Page extract -
— begin —
Harvard University Press
The first five volumes of the Murty Classical Library of India
US (2015)

The volumes are:

Therigatha: Poems of the First Buddhist Women
Translated from Pali by Charles Hallisey
India (600s BCE)

Sur’s Ocean: Poems from the Early Tradition

Edited by Kenneth E. Bryant, translated from old Hindi by John Stratton Hawley
India (1400s)

Allasani Peddana
The Story of Manu
Translated from Telugu by Velcheru Narayana Rao and David Shulman
India (1500s)

The History of Akbar, Volume 1

Edited and translated by Wheeler M. Thackston
India (1590-1596)

Bullhe Shah
Sufi Lyrics
Edited and translated from Punjabi by Christopher Shackle
India (1700s)

Jennifer Schuessler reports for the New York Times:

When the Loeb Classical Library was founded in 1911, it was hailed as a much-needed effort to make the glories of the Greek and Roman classics available to general readers.

Virginia Woolf praised the series, which featured reader-friendly English translations and the original text on facing pages, as “a gift of freedom.” Over time, the pocket-size books, now totaling 522 volumes and counting, became both scholarly mainstays and design-geek fetish objects, their elegant green (Greek) and red (Latin) covers spotted everywhere from the pages of Martha Stewart Living to Mr. Burns’s study on “The Simpsons.”

Now, Harvard University Press, the publisher of the Loebs, wants to do the same for the far more vast and dizzyingly diverse classical literature of India, in what some are calling one of the most complex scholarly publishing projects ever undertaken.

The Murty Classical Library of India, whose first five dual-language volumes will be released next week, will include not only Sanskrit texts but also works in Bangla, Hindi, Kannada, Marathi, Persian, Prakrit, Tamil, Telugu, Urdu and other languages. Projected to reach some 500 books over the next century, the series is to encompass poetry and prose, history and philosophy, Buddhist and Muslim texts as well as Hindu ones, and familiar works alongside those that have been all but unavailable to nonspecialists.

The Murty will offer “something the world had never seen before, and something that India had never seen before: a series of reliable, accessible, accurate and beautiful books that really open up India’s precolonial past,” said Sheldon Pollock, a professor of South Asian studies at Columbia University and the library’s general editor.
— end —
Work to do -
[A] Pull out each line of the entries below that contains the string "wheel", matching case exactly.
[B] Carry on the Murty Classical Library of India article above, beginning after its last sentence.

Material supplied -
— begin —
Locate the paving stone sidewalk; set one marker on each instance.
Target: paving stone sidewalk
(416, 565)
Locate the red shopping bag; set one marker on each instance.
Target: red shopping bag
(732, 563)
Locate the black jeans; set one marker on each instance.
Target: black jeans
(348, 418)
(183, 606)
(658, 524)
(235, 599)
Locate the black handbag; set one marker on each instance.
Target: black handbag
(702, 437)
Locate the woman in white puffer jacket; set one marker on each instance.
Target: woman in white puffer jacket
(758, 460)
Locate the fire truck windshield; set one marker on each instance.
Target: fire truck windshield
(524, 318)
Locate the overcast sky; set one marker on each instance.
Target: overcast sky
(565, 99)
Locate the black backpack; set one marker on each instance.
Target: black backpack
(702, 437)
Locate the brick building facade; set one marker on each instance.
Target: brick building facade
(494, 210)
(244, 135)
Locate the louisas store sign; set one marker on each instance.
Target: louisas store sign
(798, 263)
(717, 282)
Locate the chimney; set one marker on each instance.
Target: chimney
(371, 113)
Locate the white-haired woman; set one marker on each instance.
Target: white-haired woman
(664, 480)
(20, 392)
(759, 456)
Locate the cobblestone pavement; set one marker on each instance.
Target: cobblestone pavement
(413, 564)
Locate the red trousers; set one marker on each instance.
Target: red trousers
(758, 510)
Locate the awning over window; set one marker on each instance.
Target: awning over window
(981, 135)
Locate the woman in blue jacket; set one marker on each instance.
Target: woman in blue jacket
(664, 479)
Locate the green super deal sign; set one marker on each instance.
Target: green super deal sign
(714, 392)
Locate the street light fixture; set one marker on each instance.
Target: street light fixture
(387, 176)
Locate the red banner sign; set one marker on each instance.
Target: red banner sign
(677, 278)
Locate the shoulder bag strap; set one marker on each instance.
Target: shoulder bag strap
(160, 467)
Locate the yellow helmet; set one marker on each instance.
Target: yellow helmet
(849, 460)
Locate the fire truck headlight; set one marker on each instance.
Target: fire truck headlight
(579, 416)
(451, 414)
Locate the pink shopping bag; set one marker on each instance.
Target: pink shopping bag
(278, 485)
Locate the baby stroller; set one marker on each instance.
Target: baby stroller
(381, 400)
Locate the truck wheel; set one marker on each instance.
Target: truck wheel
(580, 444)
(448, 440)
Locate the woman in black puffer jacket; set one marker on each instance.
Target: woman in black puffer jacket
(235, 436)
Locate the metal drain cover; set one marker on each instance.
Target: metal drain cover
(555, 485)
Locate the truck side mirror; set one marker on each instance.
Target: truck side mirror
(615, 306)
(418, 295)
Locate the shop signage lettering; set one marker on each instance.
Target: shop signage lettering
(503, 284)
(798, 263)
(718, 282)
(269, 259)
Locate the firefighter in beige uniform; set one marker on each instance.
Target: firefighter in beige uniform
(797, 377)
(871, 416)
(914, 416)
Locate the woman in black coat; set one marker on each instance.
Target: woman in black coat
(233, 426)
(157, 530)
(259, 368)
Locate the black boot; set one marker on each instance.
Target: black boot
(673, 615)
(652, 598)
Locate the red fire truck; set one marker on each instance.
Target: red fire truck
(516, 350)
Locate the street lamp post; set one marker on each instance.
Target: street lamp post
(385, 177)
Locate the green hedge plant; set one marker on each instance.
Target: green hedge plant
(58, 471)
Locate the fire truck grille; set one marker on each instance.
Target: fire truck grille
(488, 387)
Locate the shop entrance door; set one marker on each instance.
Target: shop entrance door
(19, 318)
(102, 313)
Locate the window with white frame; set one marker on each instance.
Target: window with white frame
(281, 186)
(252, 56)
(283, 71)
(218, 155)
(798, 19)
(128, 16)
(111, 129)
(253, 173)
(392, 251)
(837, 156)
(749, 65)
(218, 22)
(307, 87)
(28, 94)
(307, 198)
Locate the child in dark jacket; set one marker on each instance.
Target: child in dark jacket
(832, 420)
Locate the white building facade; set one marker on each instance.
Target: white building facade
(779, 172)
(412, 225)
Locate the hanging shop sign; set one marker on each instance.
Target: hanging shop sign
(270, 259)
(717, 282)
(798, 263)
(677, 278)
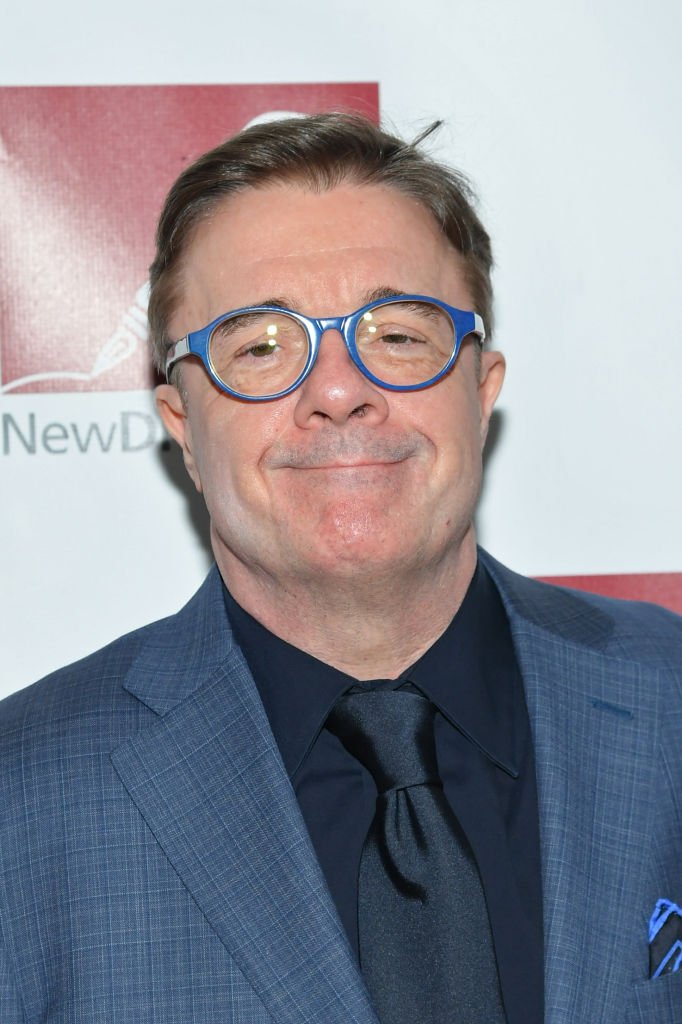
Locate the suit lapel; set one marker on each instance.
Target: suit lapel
(594, 719)
(208, 779)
— end —
Answers given -
[A]
Locate the truck wheel; set one marker on each instance.
Target: truck wheel

[B]
That literary heritage can seem daunting in size. While the canon of surviving Greek and Roman classics is fairly small, the literature of India’s multiple classical languages includes thousands upon thousands of texts, many of which, as the writer William Dalrymple recently noted, exist only in manuscripts that are decaying before they can be translated or even cataloged.

The Murty Library, Mr. Pollock said, aims to take in the broadest swath of them. “We are a big tent,” he said. “As long as it’s good and interesting and important, it’s going to be in the Murty Classical Library.”

The editions, which come wrapped in elegant rose-colored covers, are intended, like the Loebs, “to be around for 100 years,” Mr. Pollock said. But to some scholars, the project also comes as a timely if implicit rebuke to the Hindu nationalists of India’s ruling Bharatiya Janata Party, with its promotion of a unitary Indian identity based on selected Sanskrit religious classics.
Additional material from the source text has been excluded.